--- START Data supplied ---

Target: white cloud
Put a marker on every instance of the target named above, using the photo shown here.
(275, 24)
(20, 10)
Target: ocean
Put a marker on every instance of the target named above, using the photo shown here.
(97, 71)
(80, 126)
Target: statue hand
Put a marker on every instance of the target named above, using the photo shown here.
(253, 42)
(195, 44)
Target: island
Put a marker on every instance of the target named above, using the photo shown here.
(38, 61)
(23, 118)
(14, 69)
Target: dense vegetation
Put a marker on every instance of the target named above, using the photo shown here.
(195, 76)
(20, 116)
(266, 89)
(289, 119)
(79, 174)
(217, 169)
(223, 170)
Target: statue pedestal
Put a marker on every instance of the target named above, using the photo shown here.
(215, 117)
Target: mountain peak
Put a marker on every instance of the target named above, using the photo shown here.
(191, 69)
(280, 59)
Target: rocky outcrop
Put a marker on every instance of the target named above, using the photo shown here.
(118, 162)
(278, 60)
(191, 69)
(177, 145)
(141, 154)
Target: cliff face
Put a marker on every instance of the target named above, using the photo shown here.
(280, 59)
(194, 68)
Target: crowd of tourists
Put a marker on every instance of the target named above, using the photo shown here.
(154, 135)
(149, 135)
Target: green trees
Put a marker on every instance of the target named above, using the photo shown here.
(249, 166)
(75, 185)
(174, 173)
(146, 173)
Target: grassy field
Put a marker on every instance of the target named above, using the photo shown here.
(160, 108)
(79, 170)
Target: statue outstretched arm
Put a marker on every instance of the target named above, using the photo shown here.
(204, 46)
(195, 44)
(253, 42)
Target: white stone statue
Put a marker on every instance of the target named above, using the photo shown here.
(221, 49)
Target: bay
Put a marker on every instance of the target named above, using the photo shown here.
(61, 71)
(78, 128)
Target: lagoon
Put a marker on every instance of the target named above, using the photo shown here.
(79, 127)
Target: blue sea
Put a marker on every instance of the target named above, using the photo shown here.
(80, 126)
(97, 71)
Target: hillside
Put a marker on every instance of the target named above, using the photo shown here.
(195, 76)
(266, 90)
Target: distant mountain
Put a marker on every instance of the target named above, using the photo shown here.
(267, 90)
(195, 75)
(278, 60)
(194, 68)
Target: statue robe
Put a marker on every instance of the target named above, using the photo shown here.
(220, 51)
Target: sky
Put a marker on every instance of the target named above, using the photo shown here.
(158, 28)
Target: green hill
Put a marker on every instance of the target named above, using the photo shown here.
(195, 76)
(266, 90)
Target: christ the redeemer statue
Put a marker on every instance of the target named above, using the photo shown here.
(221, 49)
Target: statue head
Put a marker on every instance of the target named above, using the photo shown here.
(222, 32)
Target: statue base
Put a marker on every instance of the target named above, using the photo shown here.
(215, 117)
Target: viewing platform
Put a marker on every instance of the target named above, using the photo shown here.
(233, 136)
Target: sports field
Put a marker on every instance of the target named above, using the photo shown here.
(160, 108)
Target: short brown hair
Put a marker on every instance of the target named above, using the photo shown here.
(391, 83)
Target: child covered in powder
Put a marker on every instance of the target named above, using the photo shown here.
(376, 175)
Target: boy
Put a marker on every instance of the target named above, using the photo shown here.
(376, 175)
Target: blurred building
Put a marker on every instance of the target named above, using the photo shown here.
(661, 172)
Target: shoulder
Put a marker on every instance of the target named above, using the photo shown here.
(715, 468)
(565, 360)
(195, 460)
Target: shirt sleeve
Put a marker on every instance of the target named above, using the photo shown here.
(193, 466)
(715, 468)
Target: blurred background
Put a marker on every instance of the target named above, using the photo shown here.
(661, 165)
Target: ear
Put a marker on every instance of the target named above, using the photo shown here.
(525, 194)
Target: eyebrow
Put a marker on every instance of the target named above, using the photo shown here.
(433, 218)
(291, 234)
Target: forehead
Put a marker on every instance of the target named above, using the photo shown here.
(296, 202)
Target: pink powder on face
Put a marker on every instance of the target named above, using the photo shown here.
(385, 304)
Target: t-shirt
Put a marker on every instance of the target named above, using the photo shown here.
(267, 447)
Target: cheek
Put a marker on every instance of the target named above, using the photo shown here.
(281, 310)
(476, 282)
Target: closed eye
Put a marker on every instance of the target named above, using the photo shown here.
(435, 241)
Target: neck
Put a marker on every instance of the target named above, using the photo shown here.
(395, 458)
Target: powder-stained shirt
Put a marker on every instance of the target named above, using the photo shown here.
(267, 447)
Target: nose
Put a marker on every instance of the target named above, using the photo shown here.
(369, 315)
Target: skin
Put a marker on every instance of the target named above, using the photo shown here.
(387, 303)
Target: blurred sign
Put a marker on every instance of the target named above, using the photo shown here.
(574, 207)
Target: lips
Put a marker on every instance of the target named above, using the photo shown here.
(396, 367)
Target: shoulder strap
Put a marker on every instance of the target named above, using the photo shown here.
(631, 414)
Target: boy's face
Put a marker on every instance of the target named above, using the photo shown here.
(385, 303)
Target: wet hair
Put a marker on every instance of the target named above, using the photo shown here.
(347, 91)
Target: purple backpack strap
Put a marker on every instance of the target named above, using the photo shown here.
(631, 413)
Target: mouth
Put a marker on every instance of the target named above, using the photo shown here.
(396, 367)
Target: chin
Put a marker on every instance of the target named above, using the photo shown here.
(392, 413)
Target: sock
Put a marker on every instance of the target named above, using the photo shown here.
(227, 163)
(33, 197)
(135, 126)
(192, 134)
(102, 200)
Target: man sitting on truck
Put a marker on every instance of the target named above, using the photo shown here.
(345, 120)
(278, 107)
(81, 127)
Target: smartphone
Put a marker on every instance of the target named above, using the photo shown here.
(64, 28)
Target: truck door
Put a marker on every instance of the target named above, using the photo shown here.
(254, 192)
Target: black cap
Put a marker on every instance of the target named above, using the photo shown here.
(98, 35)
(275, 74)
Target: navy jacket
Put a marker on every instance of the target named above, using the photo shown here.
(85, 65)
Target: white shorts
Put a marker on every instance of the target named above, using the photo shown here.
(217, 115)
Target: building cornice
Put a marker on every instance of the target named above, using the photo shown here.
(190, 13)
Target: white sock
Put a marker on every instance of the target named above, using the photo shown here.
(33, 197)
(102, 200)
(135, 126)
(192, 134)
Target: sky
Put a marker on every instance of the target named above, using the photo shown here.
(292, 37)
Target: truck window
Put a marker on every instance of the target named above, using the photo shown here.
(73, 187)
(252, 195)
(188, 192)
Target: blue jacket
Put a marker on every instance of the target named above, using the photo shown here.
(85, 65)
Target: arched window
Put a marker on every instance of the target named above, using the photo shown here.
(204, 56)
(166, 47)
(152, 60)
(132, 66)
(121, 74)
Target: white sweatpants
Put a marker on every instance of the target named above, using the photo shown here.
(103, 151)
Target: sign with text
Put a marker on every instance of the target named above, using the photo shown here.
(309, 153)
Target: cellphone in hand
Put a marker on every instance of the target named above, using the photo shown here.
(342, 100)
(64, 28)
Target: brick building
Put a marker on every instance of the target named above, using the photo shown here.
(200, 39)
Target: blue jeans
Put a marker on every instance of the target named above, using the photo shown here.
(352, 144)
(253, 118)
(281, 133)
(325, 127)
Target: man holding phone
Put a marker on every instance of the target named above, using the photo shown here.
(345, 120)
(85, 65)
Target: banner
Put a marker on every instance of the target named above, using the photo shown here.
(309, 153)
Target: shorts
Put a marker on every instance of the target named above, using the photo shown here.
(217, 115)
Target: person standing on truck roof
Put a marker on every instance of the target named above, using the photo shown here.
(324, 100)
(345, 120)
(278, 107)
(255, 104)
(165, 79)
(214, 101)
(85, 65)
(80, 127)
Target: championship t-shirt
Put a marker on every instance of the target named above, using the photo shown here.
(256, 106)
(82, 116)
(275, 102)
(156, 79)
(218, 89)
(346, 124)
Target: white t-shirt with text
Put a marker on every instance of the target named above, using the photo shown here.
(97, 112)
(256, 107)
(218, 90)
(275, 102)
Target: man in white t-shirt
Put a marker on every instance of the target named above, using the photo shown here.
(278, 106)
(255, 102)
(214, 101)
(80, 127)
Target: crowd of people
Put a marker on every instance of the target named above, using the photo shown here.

--- END Data supplied ---

### Task to carry out
Copy the lines word for word, starting at the line that contains "Target: shorts" and ending at the final line.

### Solved exercise
Target: shorts
Put a marker on every instance of the target named above, using the photo shown here.
(217, 115)
Target: person standing on truck roof
Put a marker on every instance of the target named above, using the photo shown here.
(324, 100)
(345, 120)
(278, 107)
(255, 104)
(165, 79)
(214, 101)
(85, 65)
(80, 127)
Target: championship t-shirt
Put a marker on every instance of the target named above, using the photo shown here.
(256, 106)
(82, 116)
(275, 102)
(156, 79)
(218, 89)
(346, 124)
Target: white t-shirt with text
Put a marker on every instance of the target named above, using the photo shown here.
(97, 112)
(256, 107)
(218, 90)
(275, 102)
Target: man in white t-shirt
Put a marker on every instance of the target named above, using the photo shown here.
(278, 106)
(255, 102)
(214, 101)
(80, 127)
Target: crowd of people
Put a marker on every instance of the target named above, using the photo shown here.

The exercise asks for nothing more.